## Perintah Tugas a
Kumpulkan semua baris dalam daftar di bawah yang memuat kata "rear", lalu salin setiap baris tersebut.

Selain itu, terdapat istilah pernikahan sirri atau pernikahan di bawah tangan. Istilah pernikahan ini berasal dari bahasa Arab “sir” atau rahasia. Secara definisi pernikahan jenis ini adalah pernikahan yang dirahasiakan kepada masyarakat. Namun, istilah pernikahan ini lambat laun mulai mengalami pergesaran makna di masyarakat.

 

Menurut Nawawi, pemahaman masyarakat saat ini mengenai nikah sirri adalah pernikahan yang sekadar tidak dicatatkan di kantor urusan agama (KUA). Secara syariat, jenis pernikahan ini sah karena telah memenuhi syarat dan rukun nikah. Namun, secara hukum bisa dilarang agama karena ketidakpatuhan terhadap hukum negara karena pernikahannya tidak tercatat di KUA. 

 

“Walaupun dihukumi sah jika rukun dan syaratnya terpenuhi, tetapi dilarang karena tidak mencatatkan pernikahan tersebut. Ini mencerminkan ketidaktaatan pada ulil amri (pemerintah). Dalam Islam, taat kepada ulil amri hukumnya wajib selama tidak dalam kategori maksiat (QS An-Nisa: 59),” kata Nawawi menerangkan.

## Materi Sumber
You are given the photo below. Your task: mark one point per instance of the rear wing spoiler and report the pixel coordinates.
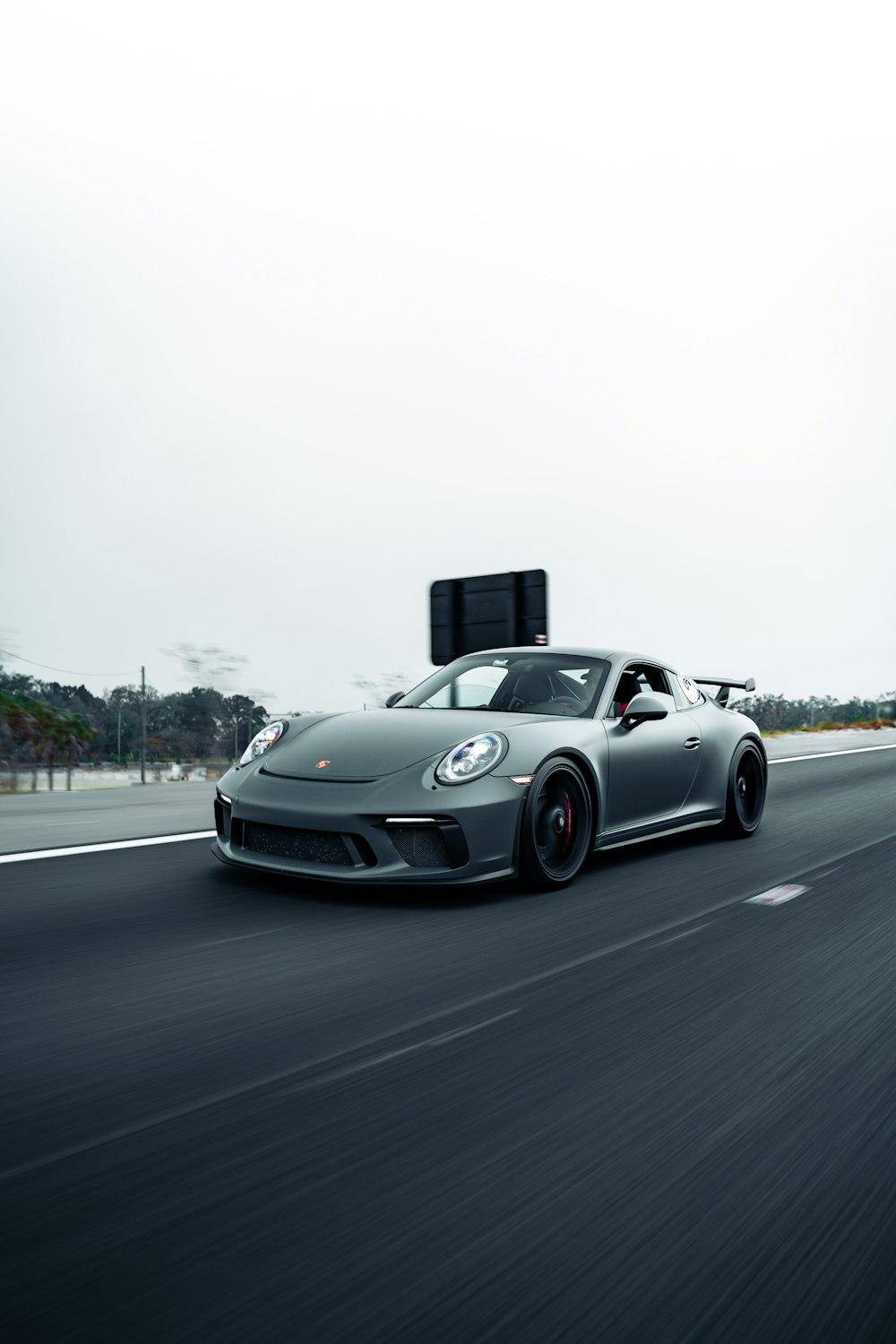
(726, 685)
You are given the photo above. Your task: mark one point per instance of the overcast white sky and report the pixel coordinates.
(306, 306)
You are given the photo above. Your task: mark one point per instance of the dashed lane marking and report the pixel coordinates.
(777, 895)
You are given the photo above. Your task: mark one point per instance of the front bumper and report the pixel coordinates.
(397, 830)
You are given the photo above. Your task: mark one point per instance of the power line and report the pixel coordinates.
(47, 667)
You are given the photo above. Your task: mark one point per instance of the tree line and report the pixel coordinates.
(777, 714)
(45, 723)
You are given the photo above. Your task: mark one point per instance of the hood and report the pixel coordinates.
(366, 745)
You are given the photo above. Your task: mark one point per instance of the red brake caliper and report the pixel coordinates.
(567, 830)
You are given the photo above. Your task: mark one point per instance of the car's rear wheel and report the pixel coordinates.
(556, 825)
(745, 790)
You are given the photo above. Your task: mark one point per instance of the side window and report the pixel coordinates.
(689, 688)
(637, 677)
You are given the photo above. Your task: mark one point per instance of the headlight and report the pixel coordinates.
(263, 741)
(471, 758)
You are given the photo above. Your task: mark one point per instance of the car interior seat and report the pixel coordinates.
(532, 688)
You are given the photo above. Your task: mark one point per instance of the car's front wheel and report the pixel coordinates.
(556, 825)
(745, 790)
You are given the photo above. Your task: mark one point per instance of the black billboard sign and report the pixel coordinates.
(487, 612)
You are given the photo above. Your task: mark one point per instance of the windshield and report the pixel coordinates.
(513, 683)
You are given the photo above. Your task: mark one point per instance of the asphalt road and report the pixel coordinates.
(640, 1109)
(59, 819)
(51, 820)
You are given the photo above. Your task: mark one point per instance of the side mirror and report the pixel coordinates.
(649, 704)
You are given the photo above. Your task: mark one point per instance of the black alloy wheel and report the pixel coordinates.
(745, 790)
(556, 825)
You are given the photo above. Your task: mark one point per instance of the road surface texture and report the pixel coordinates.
(645, 1107)
(54, 820)
(51, 820)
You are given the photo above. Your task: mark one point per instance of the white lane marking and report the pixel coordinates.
(489, 996)
(239, 937)
(685, 935)
(336, 1074)
(817, 755)
(209, 835)
(777, 895)
(99, 849)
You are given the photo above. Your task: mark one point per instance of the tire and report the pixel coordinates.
(745, 796)
(556, 825)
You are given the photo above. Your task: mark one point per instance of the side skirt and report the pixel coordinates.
(614, 839)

## Perintah Tugas b
Ulangi seluruh kutipan tentang pernikahan sirri di atas tanpa perubahan sedikit pun.

## Penyelesaian Tugas a
You are given the photo below. Your task: mark one point per instance of the rear wing spoiler and report the pixel coordinates.
You are given the photo above. Your task: mark one point per instance of the car's rear wheel and report the pixel coordinates.

## Penyelesaian Tugas b
Selain itu, terdapat istilah pernikahan sirri atau pernikahan di bawah tangan. Istilah pernikahan ini berasal dari bahasa Arab “sir” atau rahasia. Secara definisi pernikahan jenis ini adalah pernikahan yang dirahasiakan kepada masyarakat. Namun, istilah pernikahan ini lambat laun mulai mengalami pergesaran makna di masyarakat.

 

Menurut Nawawi, pemahaman masyarakat saat ini mengenai nikah sirri adalah pernikahan yang sekadar tidak dicatatkan di kantor urusan agama (KUA). Secara syariat, jenis pernikahan ini sah karena telah memenuhi syarat dan rukun nikah. Namun, secara hukum bisa dilarang agama karena ketidakpatuhan terhadap hukum negara karena pernikahannya tidak tercatat di KUA. 

 

“Walaupun dihukumi sah jika rukun dan syaratnya terpenuhi, tetapi dilarang karena tidak mencatatkan pernikahan tersebut. Ini mencerminkan ketidaktaatan pada ulil amri (pemerintah). Dalam Islam, taat kepada ulil amri hukumnya wajib selama tidak dalam kategori maksiat (QS An-Nisa: 59),” kata Nawawi menerangkan.